Using the information |
A. Copy out the passage on Ephraim, Wisconsin, everything from "Since its founding, the" down to "and 68% majorities.", and substitute "ballot measures" for "referendums" wherever it occurs.
B. Using the passage on Ephraim, Wisconsin, answer these:
(i) Who founded the village, and in what year?
(ii) What was the village's population at the 2020 census?
(iii) How many square miles of the village's total area are water?

*** Passage Section Begins ***

Ephraim (/ˈiːfrɑːm/ EEF-rahm) is a village in Door County, Wisconsin, United States. The population was 345 at the 2020 census. The village is known for its white buildings, its views of the bluffs across Eagle Harbor, and its shoreline along Green Bay. It is located across Eagle Harbor from Peninsula State Park.

==History==
The village was founded in 1853 by the Reverend Andreas Iverson as a Moravian Church community. The steeples of the Ephraim Moravian Church and the Free Evangelical Lutheran Church-Bethania Scandinavian Evangelical Lutheran Congregation are the landmarks of the village as seen from Eagle Harbor. The home of Reverend Iverson, as well as the Anderson Store, the Anderson Barn and History Center, the Pioneer Schoolhouse and the Goodletson log cabin are preserved by the Ephraim Historical Foundation and open to visitors as museums. The Ephraim Historical Foundation also offers walking tours of the village.

Since its founding, the village prohibited alcohol sales or manufacture within the village; it was, until 2016, the only dry municipality in the state of Wisconsin. There were two referendums concerning the sale of liquor within the village, in 1934 and 1992. Both times the citizenry voted decisively to keep the village dry (with majorities of 59% and 74%, respectively). On April 5, 2016, village residents voted on two separate referendums to allow beer and/or wine sales within the village, both of which passed by 56% and 68% majorities.

==Geography==
To the west is Peninsula State Park; to the east and south are unincorporated parts of the town of Gibraltar. Ephraim is located at (45.156509, -87.171047).

According to the United States Census Bureau, the village has a total area of 7.16 sqmi, of which 3.79 sqmi is land and 3.37 sqmi is water.

The highest point in the village (at the north end of North Orchard Street) is approximately 788 ft above sea level, or 210 ft above the surface of Green Bay.

*** Passage Section Ends ***
*** Data for review Section Begins ***

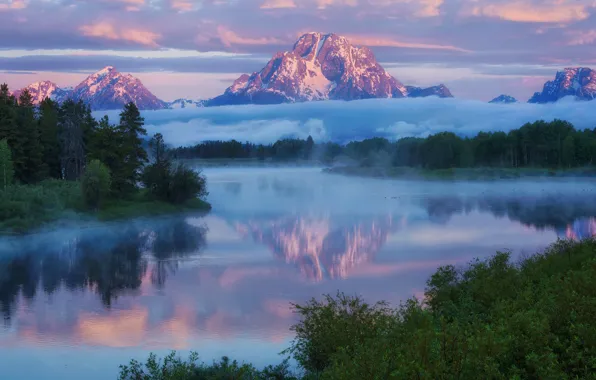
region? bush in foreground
[119,352,297,380]
[120,239,596,380]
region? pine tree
[0,140,14,189]
[38,98,62,179]
[0,84,23,183]
[59,99,86,180]
[117,102,147,194]
[15,90,43,183]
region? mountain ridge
[207,32,452,106]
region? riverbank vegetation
[120,240,596,380]
[172,120,596,178]
[0,85,210,233]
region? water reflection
[0,218,206,322]
[0,171,596,379]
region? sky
[0,0,596,101]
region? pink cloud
[217,25,283,47]
[0,0,27,11]
[568,29,596,45]
[346,35,470,53]
[79,21,161,47]
[261,0,296,9]
[464,0,595,23]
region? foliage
[0,140,14,190]
[114,102,147,194]
[0,84,210,232]
[141,133,207,204]
[81,160,111,210]
[291,240,596,379]
[119,352,297,380]
[287,293,393,373]
[173,120,596,170]
[0,180,82,232]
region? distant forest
[172,120,596,169]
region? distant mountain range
[528,67,596,103]
[7,33,596,110]
[14,66,168,110]
[489,95,517,104]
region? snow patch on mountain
[528,67,596,103]
[207,33,407,105]
[489,95,518,104]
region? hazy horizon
[0,0,596,101]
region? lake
[0,167,596,380]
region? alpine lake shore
[0,180,211,236]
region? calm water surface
[0,168,596,380]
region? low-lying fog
[0,167,596,379]
[95,97,596,146]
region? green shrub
[81,160,111,210]
[119,352,297,380]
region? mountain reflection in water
[0,168,596,379]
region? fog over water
[0,167,596,379]
[95,97,596,146]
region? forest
[0,84,208,231]
[172,120,596,169]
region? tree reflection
[422,195,596,231]
[0,218,207,322]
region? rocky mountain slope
[13,80,72,104]
[15,66,166,110]
[207,33,450,106]
[489,95,517,104]
[528,67,596,103]
[71,66,166,110]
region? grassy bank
[323,166,596,180]
[0,180,211,234]
[120,240,596,380]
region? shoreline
[323,166,596,181]
[0,193,212,238]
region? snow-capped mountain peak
[72,66,166,110]
[14,80,70,104]
[528,67,596,103]
[209,32,407,105]
[489,95,517,104]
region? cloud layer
[0,0,596,100]
[96,98,596,146]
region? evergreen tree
[38,98,62,178]
[59,99,87,180]
[15,89,43,183]
[88,116,124,180]
[0,140,14,189]
[0,84,23,183]
[117,102,148,195]
[81,160,111,210]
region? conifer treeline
[174,120,596,169]
[0,84,147,193]
[0,84,206,209]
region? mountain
[14,66,166,111]
[13,80,72,104]
[528,67,596,103]
[208,33,416,105]
[406,84,453,98]
[166,98,205,109]
[71,66,166,110]
[489,95,517,104]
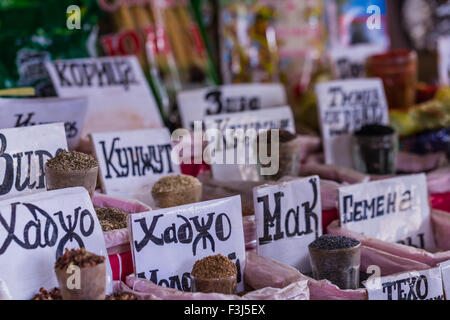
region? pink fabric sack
[122,252,309,300]
[327,210,450,273]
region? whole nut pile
[55,248,105,269]
[31,288,62,300]
[95,208,127,231]
[105,292,139,300]
[46,151,98,170]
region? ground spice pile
[55,248,105,269]
[309,234,360,250]
[152,174,201,193]
[46,151,98,170]
[192,254,237,279]
[31,288,62,300]
[355,124,395,136]
[258,129,297,145]
[105,292,139,300]
[95,208,127,231]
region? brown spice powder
[31,288,62,300]
[191,254,237,279]
[95,208,127,232]
[46,151,98,170]
[105,292,139,300]
[152,174,201,193]
[55,248,105,269]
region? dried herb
[191,254,237,294]
[46,151,98,170]
[95,208,127,231]
[105,292,139,300]
[55,248,105,269]
[31,288,62,300]
[192,254,237,279]
[152,174,201,193]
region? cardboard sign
[330,44,385,79]
[438,36,450,86]
[0,187,112,299]
[253,176,322,273]
[316,79,389,168]
[0,123,67,200]
[128,196,245,291]
[338,174,435,250]
[46,56,163,137]
[177,83,287,129]
[439,260,450,300]
[365,267,444,300]
[204,106,295,181]
[0,98,87,150]
[91,128,180,203]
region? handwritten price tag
[128,196,245,291]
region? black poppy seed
[309,234,360,250]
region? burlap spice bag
[92,193,151,255]
[120,252,309,300]
[327,209,450,268]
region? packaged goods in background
[219,0,280,84]
[46,56,163,141]
[0,0,100,96]
[272,0,326,109]
[100,0,215,125]
[324,0,390,49]
[438,36,450,87]
[389,87,450,137]
[0,97,88,150]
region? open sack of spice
[328,174,450,267]
[197,172,339,216]
[237,174,445,299]
[122,253,309,300]
[327,210,450,272]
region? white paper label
[177,83,287,129]
[91,128,180,204]
[439,260,450,300]
[438,36,450,86]
[0,123,67,200]
[253,176,322,273]
[204,106,295,181]
[365,267,444,300]
[0,98,87,150]
[330,44,385,79]
[338,174,435,250]
[128,196,245,291]
[46,56,163,137]
[316,79,389,168]
[0,187,112,299]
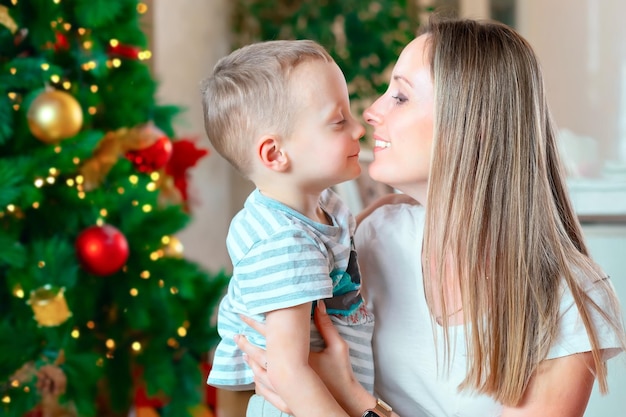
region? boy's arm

*** Data for review Section Ends ***

Results for each task |
A.
Since its founding, the village prohibited alcohol sales or manufacture within the village; it was, until 2016, the only dry municipality in the state of Wisconsin. There were two ballot measures concerning the sale of liquor within the village, in 1934 and 1992. Both times the citizenry voted decisively to keep the village dry (with majorities of 59% and 74%, respectively). On April 5, 2016, village residents voted on two separate ballot measures to allow beer and/or wine sales within the village, both of which passed by 56% and 68% majorities.

B.
(i) The Reverend Andreas Iverson founded it in 1853.
(ii) 345
(iii) 3.37 square miles